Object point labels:
++++++++++

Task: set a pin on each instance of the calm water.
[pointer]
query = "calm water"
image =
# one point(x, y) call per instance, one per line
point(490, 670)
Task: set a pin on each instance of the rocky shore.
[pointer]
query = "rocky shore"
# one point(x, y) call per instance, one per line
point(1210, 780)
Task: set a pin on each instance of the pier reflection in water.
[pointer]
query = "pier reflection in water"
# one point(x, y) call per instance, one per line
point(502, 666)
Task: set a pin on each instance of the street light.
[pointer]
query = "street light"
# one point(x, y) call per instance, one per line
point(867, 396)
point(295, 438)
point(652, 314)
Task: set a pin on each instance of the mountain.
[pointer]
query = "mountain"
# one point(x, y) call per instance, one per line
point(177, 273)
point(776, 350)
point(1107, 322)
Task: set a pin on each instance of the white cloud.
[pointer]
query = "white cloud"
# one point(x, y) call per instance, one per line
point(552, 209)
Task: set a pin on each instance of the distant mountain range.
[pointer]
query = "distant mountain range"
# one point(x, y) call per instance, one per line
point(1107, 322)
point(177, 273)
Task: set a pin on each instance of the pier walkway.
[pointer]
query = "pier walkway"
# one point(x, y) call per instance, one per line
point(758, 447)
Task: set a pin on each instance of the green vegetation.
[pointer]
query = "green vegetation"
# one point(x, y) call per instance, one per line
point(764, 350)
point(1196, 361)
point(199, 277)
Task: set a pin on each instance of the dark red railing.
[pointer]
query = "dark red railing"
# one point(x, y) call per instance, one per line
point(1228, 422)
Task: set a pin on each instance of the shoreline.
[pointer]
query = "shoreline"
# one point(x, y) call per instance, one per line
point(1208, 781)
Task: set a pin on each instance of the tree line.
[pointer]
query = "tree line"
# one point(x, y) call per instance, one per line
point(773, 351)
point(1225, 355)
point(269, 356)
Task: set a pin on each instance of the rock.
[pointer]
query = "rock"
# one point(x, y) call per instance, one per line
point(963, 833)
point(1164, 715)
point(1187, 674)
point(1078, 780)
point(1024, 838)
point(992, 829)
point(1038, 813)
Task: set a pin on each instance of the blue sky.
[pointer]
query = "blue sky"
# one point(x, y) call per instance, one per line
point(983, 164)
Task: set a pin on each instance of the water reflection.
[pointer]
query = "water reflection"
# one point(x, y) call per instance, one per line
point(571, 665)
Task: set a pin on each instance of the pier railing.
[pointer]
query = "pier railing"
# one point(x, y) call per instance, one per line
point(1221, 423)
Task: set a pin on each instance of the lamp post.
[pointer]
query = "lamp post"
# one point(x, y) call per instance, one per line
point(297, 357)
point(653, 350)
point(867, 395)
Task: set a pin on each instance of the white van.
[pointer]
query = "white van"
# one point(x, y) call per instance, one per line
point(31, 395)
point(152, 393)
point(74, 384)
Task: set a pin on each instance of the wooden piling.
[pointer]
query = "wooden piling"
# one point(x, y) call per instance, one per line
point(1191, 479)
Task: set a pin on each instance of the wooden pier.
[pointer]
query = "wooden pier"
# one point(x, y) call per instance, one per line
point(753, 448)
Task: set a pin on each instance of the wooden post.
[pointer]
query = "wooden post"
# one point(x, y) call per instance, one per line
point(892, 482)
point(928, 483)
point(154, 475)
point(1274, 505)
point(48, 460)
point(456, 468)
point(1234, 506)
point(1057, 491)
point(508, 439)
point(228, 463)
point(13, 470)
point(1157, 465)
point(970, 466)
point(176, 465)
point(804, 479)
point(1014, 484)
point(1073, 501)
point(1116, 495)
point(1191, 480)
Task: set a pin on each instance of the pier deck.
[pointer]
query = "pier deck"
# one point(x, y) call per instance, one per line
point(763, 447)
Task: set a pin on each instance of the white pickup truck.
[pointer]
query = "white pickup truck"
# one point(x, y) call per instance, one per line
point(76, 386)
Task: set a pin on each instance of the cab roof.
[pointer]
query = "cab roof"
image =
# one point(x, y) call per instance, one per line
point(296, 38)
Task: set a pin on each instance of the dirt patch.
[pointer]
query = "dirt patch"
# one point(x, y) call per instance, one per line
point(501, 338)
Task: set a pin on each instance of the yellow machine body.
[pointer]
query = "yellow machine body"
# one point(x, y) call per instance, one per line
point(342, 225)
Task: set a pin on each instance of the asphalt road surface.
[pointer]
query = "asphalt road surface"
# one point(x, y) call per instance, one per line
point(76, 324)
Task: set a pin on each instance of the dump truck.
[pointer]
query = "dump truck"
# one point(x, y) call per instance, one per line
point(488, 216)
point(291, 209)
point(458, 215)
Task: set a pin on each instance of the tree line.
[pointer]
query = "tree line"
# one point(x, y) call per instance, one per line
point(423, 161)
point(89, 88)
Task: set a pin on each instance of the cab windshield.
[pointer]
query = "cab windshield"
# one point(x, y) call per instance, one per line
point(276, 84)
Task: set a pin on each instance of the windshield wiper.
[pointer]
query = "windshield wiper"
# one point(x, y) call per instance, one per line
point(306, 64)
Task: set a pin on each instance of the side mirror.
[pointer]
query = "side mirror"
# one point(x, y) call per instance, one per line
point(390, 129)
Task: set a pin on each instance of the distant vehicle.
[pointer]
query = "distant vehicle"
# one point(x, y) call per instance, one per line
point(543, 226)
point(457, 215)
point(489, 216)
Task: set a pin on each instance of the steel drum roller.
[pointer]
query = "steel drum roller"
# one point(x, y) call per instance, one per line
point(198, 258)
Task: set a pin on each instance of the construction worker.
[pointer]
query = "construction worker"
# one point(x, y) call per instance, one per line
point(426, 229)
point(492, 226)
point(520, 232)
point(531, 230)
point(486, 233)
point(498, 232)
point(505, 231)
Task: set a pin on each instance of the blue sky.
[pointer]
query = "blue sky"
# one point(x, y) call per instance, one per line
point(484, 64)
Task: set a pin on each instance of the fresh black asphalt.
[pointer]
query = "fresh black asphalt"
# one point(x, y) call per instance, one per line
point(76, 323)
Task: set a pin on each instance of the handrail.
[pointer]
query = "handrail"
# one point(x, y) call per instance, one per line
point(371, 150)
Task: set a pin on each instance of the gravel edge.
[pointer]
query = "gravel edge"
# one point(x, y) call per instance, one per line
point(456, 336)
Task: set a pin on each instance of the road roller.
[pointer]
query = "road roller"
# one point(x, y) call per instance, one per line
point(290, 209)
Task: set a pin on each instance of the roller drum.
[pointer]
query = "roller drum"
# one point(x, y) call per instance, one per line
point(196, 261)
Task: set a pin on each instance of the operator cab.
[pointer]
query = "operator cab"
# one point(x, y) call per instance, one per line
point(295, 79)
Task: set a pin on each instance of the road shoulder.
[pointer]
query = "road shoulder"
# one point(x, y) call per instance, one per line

++++++++++

Rewrite all of the rows above, replacing "set a pin" with "place a marker" wherever it occurs and leaving everything else unchanged.

Task: place a marker on each instance of the calm water.
[pointer]
query = "calm water"
image =
# one point(x, y) call per instance, one per line
point(490, 670)
Task: place a marker on each instance of the rocky shore.
[pointer]
query = "rocky shore"
# one point(x, y) call per instance, one per line
point(1210, 780)
Task: place a marker on each instance of the pier reflection in water.
[pointer]
query = "pier reflection in water"
# one point(x, y) call per instance, one per line
point(502, 666)
Task: place a marker on each instance of the street light.
[pointer]
query = "street light"
# one point(x, y) call per instance, one per line
point(867, 396)
point(295, 438)
point(652, 314)
Task: place a marker on each instance of the mountain.
[pointer]
query = "mountain"
# one point(x, y) call per instance, one per line
point(177, 273)
point(776, 350)
point(1107, 322)
Task: place a marker on each instance of the white cloud.
[pointer]
query = "white cloud"
# one point(x, y) call per instance, one per line
point(552, 209)
Task: place a marker on each instance of the distant mountain range.
[pointer]
query = "distant mountain range"
# one point(x, y) call per instance, one per line
point(1107, 322)
point(177, 273)
Task: place a marker on each instance of the pier walkway.
[pointer]
query = "pier walkway"
# one point(x, y) call per instance, one per line
point(758, 447)
Task: place a marker on each instance of the green vegetation.
[pointer]
query = "green vegetation"
# one point(x, y) call per instance, one per line
point(764, 350)
point(1196, 361)
point(199, 277)
Task: place a marker on each instance of the dark red railing.
[pointer]
query = "dark red railing"
# one point(x, y) call per instance, one per line
point(1228, 422)
Task: place a marker on each instance of the shoreline.
[pointer]
query = "shoreline"
# one point(x, y) call per instance, one per line
point(1208, 781)
Task: place a marker on each instance of the tree line.
[pointer]
query = "tree line"
# one point(x, y) call per instance, one per line
point(773, 351)
point(1225, 355)
point(269, 356)
Task: place a marker on each instance of the rock.
[pointer]
query = "rock"
# one point(x, y) call per instance, one per line
point(963, 833)
point(1164, 715)
point(1187, 674)
point(1078, 780)
point(1024, 838)
point(992, 829)
point(1038, 813)
Task: place a marker on each instance of the blue sky.
[pointer]
query = "blue sky"
# one point(x, y) call per instance, one per line
point(983, 164)
Task: place a marker on each instance of the water reflection.
[pointer]
query = "water reflection"
# one point(x, y) call per instance, one per line
point(571, 665)
Task: place a marker on each instance of the pier railing.
[pointer]
query = "pier railing"
# one point(x, y) call per instance, one per line
point(1221, 423)
Task: place a marker on each instance of the lamp post.
[pointer]
query = "lamp post"
# one point(x, y) call per instance, one per line
point(297, 357)
point(653, 350)
point(867, 395)
Task: place a marker on each instance of the white van.
[pointer]
query = "white van"
# one point(x, y) call per instance, one per line
point(31, 395)
point(152, 393)
point(74, 384)
Task: place a marker on each instance of the wooden piling.
[pointer]
query = "wooden piling"
# one point(x, y) call per instance, one per line
point(1191, 479)
Task: place a marker on each instance of the wooden pier.
[pointer]
query = "wooden pier"
# one point(x, y) call per instance, one per line
point(753, 448)
Task: place a marker on each instance of the wooden post.
[pointer]
query = "wooden post"
# one point(x, y) call per instance, one per line
point(892, 482)
point(928, 483)
point(154, 475)
point(1274, 505)
point(48, 460)
point(456, 468)
point(1234, 506)
point(1057, 491)
point(508, 439)
point(228, 463)
point(13, 470)
point(1157, 465)
point(970, 466)
point(176, 465)
point(804, 479)
point(1014, 484)
point(1073, 501)
point(1116, 495)
point(1191, 480)
Task: place a marker on each instance of the pier deck.
[pointer]
query = "pier deck"
# one point(x, y) call per instance, one per line
point(763, 447)
Task: place a marker on each instance of the white pickup truck.
[pointer]
query = "white pickup truck"
# one point(x, y) call per instance, one per line
point(76, 386)
Task: place a marker on each instance of the cab roof.
[pointer]
query = "cab roof"
image =
# one point(x, y) call per instance, one per line
point(296, 38)
Task: place a marker on each instance of the dirt patch.
[pointer]
query = "dirt patch"
# one point(x, y) call per instance, one per line
point(501, 338)
Task: place a marker on each instance of the yellow machine body.
[pointer]
query = "yellow machine body"
# one point(x, y) call per instance, one per line
point(342, 225)
Task: place a marker on each instance of the asphalt road surface.
[pointer]
query = "asphalt road surface"
# one point(x, y) call per instance, one per line
point(76, 324)
Task: place a marker on each instance of the dump truck.
[pointer]
query = "dump truck"
# one point(x, y) call per instance, one per line
point(488, 216)
point(291, 209)
point(458, 215)
Task: place a marker on each instance of the tree line.
[pointer]
query = "tree line"
# one point(x, y) call per instance, one per line
point(423, 161)
point(89, 88)
Task: place a marker on each instance of the cab windshield.
[pointer]
query = "cab windshield"
# one point(x, y) call per instance, one per line
point(276, 84)
Task: place a marker on each instance of the windshield wiper.
[pointer]
query = "windshield wiper"
# one point(x, y) call per instance, one per line
point(306, 64)
Task: place a marker on each instance of the side mirror.
[pointer]
query = "side mirror"
# one point(x, y) call per instance, one per line
point(390, 129)
Task: place a marker on each instance of the distant vehicle.
[pointer]
query = "distant vehicle"
# one point(x, y) call per instance, one per line
point(543, 226)
point(457, 215)
point(489, 216)
Task: place a marker on each instance of the steel drum roller.
[pointer]
query = "steel drum roller"
# one point(x, y) call per instance, one per line
point(198, 258)
Task: place a marker on each instance of the construction worker.
[pointer]
query = "construction worker"
# one point(x, y) call per instance, one per line
point(426, 229)
point(492, 226)
point(520, 232)
point(531, 230)
point(486, 233)
point(498, 232)
point(505, 231)
Task: place a marker on each instance of the blue sky.
[pointer]
query = "blue sky"
# one point(x, y) call per instance, one per line
point(484, 64)
Task: place a marker on each instance of the fresh black asphalt.
[pointer]
query = "fresh black asphalt"
# one point(x, y) call per instance, one per line
point(76, 323)
Task: place a marker on each instance of the handrail.
[pointer]
query = "handrail"
# one point(x, y) call per instance, one per line
point(371, 150)
Task: place a marker on each instance of the gravel edge.
[pointer]
query = "gravel edge"
# one point(x, y) call per instance, one per line
point(456, 336)
Task: place a marker on each instance of the road roller.
[pointer]
query = "road roller"
# one point(x, y) call per instance, one per line
point(290, 209)
Task: place a marker on each instance of the roller drum.
[pointer]
query = "roller drum"
# one point(x, y) call per instance, one per line
point(196, 261)
Task: place a marker on each instance of the operator cab.
[pointer]
query = "operator cab"
# one point(x, y) call per instance, one per line
point(295, 79)
Task: place a marker on each instance of the road shoulder.
[pointer]
query = "road shoulder"
# one point(x, y) call per instance, one per line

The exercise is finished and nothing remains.